No inquérito da Polícia Civil, o delegado Ramon Teixeira, responsável pelas investigações, afirma que, quando a porta do elevador se fechou, Sarí voltou para o apartamento e não acompanhou a movimentação de Miguel para saber se ele estava subindo ou descendo.

Essa informação poderia ser conferida pela moradora pelo visor que fica do lado de fora do elevador, mas a primeira-dama informou que não olhou o painel, porque estava ligando para a mãe do menino.

“Na mesma hora eu liguei pra Mirtes, mas, ao mesmo tempo, eu estava tentado acalmar a minha filha, que também estava desesperada com a situação. Eu me via ali, naquela situação, com aquela movimentação. Minha filha, ele, eu me senti ali, sem conseguir falar com Mirtes, com a minha filha. Foi tudo muito rápido”, disse.

== == ==

Tarefa a realizar: Resuma em duas frases, por favor, o trecho sobre o inquérito da Polícia Civil.

== == ==

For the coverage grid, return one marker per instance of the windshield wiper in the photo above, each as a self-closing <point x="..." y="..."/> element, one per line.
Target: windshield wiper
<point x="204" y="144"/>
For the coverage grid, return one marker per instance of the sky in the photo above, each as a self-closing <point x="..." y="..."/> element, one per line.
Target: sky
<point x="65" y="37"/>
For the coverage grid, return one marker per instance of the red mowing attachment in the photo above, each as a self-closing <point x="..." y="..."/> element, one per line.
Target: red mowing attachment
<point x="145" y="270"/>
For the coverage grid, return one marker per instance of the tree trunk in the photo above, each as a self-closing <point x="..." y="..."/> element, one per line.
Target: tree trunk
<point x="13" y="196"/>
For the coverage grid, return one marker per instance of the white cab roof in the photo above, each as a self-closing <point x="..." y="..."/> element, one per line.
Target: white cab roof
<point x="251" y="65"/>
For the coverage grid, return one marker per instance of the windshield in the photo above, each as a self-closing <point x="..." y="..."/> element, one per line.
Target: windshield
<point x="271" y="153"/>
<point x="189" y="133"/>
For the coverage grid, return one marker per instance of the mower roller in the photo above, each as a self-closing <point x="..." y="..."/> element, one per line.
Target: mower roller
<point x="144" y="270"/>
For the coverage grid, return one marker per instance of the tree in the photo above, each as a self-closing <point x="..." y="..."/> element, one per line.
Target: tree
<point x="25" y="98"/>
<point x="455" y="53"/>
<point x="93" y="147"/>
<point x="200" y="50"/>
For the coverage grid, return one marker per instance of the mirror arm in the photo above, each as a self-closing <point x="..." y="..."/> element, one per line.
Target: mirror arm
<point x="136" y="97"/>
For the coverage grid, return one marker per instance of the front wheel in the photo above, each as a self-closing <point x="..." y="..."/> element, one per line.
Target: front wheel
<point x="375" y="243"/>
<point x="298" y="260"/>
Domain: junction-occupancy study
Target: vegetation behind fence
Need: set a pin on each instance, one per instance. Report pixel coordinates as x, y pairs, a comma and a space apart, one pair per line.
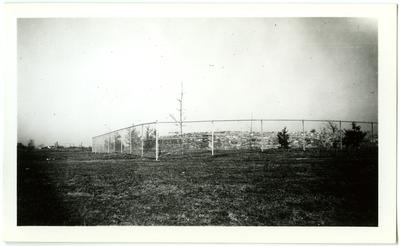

== == ==

Resultado da tarefa: Segundo o delegado Ramon Teixeira, quando a porta do elevador se fechou, Sarí voltou para o apartamento sem acompanhar se Miguel estava subindo ou descendo, algo que poderia ter sido conferido pelo visor do lado de fora do elevador. A primeira-dama afirmou que não olhou o painel porque estava ligando para a mãe do menino enquanto tentava acalmar a filha, e disse que foi tudo muito rápido.